> _Aim 1_
Reproduce the records verbatim, beginning with the line that contains "of the stepladder" and continuing through the final line of the records.

> _Text segment_
What is logistic regression?

Logistic regression is a statistical technique for modeling binary outcomes, such as yes/no, success/failure, or positive/negative. It allows us to estimate the probability of an event occurring as a function of one or more explanatory variables, which can be either continuous or categorical.

What are categorical variables?

Categorical variables have a finite number of possible values, such as gender, color, or country. They can be either nominal or ordinal. Nominal variables have no inherent order, such as gender or color. Ordinal variables have a natural order, such as education level or income group.

Why do we need dummy variables?

When we perform logistic regression with categorical variables, we need to convert them into numerical values that can be used in the model. This is because logistic regression assumes that the predictors are linearly related to the log odds of the outcome. 

The advantage of using dummy variables is that they allow us to estimate the effect of each level of the categorical variable on the outcome relative to the reference level. The disadvantage is that they increase the number of predictors in the model, which can lead to overfitting or multicollinearity issues.

> _Exercise materials_
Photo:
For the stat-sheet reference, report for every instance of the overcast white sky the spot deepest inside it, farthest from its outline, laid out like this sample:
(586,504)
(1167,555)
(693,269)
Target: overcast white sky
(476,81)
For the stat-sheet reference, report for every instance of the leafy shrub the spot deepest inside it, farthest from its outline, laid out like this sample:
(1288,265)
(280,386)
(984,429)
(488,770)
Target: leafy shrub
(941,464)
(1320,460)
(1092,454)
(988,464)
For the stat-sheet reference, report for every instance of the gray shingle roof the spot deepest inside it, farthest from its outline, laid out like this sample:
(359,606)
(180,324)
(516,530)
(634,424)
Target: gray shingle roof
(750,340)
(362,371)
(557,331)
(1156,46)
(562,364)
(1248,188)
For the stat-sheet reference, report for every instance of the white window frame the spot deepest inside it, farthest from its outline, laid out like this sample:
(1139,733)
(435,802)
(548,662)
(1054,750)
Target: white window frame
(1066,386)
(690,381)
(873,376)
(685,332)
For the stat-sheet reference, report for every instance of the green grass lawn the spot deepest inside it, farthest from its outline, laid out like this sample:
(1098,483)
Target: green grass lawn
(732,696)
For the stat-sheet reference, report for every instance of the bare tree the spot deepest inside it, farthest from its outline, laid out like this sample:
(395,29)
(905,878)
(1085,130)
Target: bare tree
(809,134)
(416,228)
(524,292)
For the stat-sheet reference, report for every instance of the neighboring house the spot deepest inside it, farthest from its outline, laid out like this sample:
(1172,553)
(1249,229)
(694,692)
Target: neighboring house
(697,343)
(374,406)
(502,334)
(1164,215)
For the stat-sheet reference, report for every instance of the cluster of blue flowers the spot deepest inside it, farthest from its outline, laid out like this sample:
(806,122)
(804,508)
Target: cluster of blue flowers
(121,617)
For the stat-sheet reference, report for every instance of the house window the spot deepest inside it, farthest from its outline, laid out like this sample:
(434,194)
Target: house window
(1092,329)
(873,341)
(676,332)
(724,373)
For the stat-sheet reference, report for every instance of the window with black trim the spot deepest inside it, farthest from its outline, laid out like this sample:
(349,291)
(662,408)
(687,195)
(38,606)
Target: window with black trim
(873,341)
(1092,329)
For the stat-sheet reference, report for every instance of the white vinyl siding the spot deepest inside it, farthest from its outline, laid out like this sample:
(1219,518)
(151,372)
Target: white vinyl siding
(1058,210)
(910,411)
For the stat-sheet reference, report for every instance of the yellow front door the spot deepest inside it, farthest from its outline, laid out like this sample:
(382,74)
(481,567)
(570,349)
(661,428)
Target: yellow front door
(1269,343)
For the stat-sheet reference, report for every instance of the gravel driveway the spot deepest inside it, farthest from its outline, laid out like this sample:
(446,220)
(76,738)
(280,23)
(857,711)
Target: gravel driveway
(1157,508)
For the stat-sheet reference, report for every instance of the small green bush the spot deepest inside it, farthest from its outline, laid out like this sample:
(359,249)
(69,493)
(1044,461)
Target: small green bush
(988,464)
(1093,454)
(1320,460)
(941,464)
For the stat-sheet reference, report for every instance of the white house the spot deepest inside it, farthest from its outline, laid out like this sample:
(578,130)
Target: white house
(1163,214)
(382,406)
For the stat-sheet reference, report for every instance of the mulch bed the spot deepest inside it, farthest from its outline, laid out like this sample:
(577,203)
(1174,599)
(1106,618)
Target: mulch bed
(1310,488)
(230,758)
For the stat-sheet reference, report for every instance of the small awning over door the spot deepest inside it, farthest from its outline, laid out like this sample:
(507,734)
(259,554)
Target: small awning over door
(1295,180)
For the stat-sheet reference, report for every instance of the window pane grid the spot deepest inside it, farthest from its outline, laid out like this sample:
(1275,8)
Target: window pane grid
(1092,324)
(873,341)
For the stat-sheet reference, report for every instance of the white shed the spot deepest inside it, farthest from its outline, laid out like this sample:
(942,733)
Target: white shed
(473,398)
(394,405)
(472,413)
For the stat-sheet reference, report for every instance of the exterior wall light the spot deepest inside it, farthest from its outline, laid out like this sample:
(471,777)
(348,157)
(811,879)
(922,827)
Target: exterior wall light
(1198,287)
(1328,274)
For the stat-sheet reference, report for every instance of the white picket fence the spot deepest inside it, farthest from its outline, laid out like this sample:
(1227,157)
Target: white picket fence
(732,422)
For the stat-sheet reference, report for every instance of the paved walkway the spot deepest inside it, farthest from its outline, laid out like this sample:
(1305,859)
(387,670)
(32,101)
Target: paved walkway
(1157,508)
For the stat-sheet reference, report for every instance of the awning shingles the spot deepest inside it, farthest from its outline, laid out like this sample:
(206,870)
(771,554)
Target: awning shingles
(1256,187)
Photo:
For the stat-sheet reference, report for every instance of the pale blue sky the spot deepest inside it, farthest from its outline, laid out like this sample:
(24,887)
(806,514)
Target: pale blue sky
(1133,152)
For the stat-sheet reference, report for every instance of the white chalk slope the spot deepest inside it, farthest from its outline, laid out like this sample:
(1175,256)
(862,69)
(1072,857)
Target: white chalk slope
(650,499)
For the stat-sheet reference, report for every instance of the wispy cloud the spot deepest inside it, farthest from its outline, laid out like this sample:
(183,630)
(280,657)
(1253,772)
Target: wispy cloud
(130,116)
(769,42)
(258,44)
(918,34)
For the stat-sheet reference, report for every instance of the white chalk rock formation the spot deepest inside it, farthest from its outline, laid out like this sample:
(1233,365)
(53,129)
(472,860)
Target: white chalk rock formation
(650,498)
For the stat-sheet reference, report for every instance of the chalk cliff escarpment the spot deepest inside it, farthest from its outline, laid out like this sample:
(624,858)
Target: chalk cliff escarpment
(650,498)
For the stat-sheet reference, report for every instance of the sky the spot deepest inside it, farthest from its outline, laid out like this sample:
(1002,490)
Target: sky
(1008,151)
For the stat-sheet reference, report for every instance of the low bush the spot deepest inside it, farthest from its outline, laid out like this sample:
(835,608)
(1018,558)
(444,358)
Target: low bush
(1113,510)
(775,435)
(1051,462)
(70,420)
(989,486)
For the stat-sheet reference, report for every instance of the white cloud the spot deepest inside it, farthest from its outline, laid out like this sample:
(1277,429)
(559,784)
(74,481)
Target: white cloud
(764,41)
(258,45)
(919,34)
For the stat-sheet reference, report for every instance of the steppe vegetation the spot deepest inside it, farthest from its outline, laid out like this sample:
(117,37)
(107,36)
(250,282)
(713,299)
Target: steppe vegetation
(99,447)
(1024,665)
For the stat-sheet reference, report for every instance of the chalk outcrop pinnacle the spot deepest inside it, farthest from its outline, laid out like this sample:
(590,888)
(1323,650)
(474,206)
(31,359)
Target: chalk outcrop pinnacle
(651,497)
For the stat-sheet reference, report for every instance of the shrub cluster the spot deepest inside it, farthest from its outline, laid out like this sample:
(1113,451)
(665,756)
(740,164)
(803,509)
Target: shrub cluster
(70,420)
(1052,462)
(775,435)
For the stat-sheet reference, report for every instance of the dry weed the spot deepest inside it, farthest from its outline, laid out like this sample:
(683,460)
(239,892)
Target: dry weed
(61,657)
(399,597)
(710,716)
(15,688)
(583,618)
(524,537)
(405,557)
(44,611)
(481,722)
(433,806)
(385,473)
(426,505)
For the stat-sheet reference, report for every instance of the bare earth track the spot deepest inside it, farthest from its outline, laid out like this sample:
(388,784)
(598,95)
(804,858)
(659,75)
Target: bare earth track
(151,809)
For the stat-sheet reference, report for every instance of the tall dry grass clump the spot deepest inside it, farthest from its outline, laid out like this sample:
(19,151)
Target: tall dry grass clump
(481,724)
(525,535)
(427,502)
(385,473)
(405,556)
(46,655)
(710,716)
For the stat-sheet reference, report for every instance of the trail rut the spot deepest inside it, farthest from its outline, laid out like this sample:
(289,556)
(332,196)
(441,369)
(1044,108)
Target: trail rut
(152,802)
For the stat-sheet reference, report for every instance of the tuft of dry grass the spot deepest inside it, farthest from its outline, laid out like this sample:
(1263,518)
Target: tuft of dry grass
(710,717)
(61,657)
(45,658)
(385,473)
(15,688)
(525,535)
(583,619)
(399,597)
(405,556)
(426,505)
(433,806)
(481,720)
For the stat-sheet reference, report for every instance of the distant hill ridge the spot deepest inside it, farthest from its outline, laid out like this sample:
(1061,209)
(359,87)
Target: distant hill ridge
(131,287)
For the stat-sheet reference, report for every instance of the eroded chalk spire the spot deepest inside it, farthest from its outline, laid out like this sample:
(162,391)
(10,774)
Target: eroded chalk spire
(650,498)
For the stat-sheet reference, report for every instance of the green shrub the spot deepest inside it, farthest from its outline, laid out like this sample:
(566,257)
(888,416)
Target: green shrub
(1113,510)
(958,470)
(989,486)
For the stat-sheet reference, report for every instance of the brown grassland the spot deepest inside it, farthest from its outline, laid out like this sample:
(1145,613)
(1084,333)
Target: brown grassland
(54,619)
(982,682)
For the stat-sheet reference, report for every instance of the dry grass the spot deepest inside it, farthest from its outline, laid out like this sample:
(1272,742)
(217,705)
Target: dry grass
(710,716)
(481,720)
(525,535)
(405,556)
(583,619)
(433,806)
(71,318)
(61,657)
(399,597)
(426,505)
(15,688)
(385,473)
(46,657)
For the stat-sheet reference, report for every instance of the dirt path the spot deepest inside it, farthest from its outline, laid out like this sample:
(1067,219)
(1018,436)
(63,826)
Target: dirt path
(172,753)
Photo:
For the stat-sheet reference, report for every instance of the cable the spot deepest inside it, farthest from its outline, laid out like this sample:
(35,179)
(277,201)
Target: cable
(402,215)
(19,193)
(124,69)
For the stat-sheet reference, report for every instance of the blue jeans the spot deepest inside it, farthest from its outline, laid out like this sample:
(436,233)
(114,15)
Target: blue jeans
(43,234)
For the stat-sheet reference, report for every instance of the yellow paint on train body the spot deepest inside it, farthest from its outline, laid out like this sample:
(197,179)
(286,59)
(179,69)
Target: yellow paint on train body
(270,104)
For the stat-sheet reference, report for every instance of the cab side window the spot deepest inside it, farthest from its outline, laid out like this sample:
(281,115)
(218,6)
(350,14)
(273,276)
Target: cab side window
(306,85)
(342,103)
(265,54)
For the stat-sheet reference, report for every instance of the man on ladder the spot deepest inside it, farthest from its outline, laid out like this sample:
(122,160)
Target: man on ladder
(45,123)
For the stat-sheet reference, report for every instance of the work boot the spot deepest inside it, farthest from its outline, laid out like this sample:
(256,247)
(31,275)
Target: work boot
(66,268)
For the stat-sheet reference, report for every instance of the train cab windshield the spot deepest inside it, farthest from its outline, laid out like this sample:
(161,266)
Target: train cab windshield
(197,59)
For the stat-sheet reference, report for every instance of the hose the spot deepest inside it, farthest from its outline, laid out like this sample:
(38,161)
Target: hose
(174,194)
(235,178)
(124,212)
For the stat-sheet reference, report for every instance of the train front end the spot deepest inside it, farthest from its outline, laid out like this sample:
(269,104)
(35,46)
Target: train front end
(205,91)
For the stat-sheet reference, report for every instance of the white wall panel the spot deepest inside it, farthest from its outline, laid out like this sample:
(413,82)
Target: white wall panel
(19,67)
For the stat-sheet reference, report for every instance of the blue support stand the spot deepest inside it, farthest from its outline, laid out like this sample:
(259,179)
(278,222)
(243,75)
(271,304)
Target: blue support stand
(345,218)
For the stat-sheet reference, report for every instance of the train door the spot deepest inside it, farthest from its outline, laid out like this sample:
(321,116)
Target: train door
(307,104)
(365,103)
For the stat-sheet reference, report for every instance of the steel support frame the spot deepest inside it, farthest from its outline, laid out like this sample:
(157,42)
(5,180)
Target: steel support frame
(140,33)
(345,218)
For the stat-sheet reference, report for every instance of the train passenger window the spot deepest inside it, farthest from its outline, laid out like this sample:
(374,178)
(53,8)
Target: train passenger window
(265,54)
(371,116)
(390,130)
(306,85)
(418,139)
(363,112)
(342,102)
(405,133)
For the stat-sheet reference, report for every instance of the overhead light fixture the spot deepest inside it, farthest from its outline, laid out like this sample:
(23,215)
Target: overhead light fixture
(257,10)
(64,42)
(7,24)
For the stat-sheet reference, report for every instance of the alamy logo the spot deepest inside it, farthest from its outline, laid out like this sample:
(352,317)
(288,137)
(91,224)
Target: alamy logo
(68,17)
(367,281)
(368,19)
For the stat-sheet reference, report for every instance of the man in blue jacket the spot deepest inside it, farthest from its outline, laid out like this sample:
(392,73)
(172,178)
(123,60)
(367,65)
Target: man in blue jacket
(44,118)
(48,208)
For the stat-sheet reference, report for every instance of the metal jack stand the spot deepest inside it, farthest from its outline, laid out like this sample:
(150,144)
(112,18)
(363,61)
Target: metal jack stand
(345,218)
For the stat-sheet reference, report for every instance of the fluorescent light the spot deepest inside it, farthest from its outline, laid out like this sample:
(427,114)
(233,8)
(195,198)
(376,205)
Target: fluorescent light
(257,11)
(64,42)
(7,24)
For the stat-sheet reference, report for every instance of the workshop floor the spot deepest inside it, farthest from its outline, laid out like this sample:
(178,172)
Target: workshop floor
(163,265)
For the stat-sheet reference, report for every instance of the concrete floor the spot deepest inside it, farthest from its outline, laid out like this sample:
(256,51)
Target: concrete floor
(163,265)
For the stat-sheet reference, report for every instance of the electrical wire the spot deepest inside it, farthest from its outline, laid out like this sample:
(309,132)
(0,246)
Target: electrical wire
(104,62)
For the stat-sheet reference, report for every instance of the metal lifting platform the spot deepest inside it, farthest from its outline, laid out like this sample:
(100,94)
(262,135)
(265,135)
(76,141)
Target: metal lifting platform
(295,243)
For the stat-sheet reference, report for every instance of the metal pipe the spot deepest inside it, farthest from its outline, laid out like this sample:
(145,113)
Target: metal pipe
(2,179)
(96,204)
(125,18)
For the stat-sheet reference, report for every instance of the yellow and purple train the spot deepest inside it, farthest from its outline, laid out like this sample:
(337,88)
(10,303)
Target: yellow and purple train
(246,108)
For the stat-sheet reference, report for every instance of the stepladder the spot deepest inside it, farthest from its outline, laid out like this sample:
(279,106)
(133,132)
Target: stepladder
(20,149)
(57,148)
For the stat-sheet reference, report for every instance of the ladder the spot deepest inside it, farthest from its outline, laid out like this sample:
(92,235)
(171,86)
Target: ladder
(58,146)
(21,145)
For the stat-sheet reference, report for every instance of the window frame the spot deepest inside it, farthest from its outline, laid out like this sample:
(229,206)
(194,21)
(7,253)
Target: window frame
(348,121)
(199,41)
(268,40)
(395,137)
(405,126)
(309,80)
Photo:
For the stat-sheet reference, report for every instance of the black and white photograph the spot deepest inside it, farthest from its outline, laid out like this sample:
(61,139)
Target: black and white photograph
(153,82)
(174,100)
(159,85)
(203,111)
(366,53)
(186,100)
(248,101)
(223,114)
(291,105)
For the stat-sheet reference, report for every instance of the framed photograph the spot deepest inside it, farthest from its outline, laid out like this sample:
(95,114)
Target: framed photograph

> _Aim 2_
Pick up the text on logistic regression and dummy variables right after its final sentence, and write the next part.

> _Task output 1_
For the stat-sheet reference, report for every instance of the stepladder the spot deepest inside it, farthest from its outline, laid out like this sample:
(279,106)
(133,132)
Target: stepladder
(20,149)
(57,148)
For the stat-sheet reference, report for every instance of the ladder the spot deepest inside it, farthest from its outline, laid out like this sample:
(92,235)
(171,86)
Target: ladder
(58,146)
(21,145)
For the stat-sheet reference, report for every instance of the window frame the spot deepest inside it, farthest from its outline, laid out like this sample:
(229,206)
(194,21)
(7,253)
Target: window frame
(348,121)
(199,41)
(268,40)
(395,137)
(405,126)
(309,80)
Photo:
For the stat-sheet reference, report for every instance of the black and white photograph the spot deepest inside it, farthest from its outline, laid out like this sample:
(61,139)
Target: black and white photograph
(153,82)
(174,100)
(159,85)
(203,111)
(366,53)
(186,100)
(248,101)
(223,114)
(291,105)
For the stat-sheet reference, report for every instance of the framed photograph the spot deepest inside it, farthest from its outline, laid out like this sample:
(95,114)
Target: framed photograph

> _Task output 2_
How do you create dummy variables in R?

There are several ways to create dummy variables in R. One is to use the model.matrix function, which creates a design matrix for a given formula. A design matrix is a matrix that contains all the predictors and their interactions for a model.

How to fit a logistic regression model in R?

Once we have created the dummy variables, we can fit a logistic regression model using the glm function in R. The glm function stands for generalized linear model, which can fit various models, such as linear regression, Poisson regression, or logistic regression.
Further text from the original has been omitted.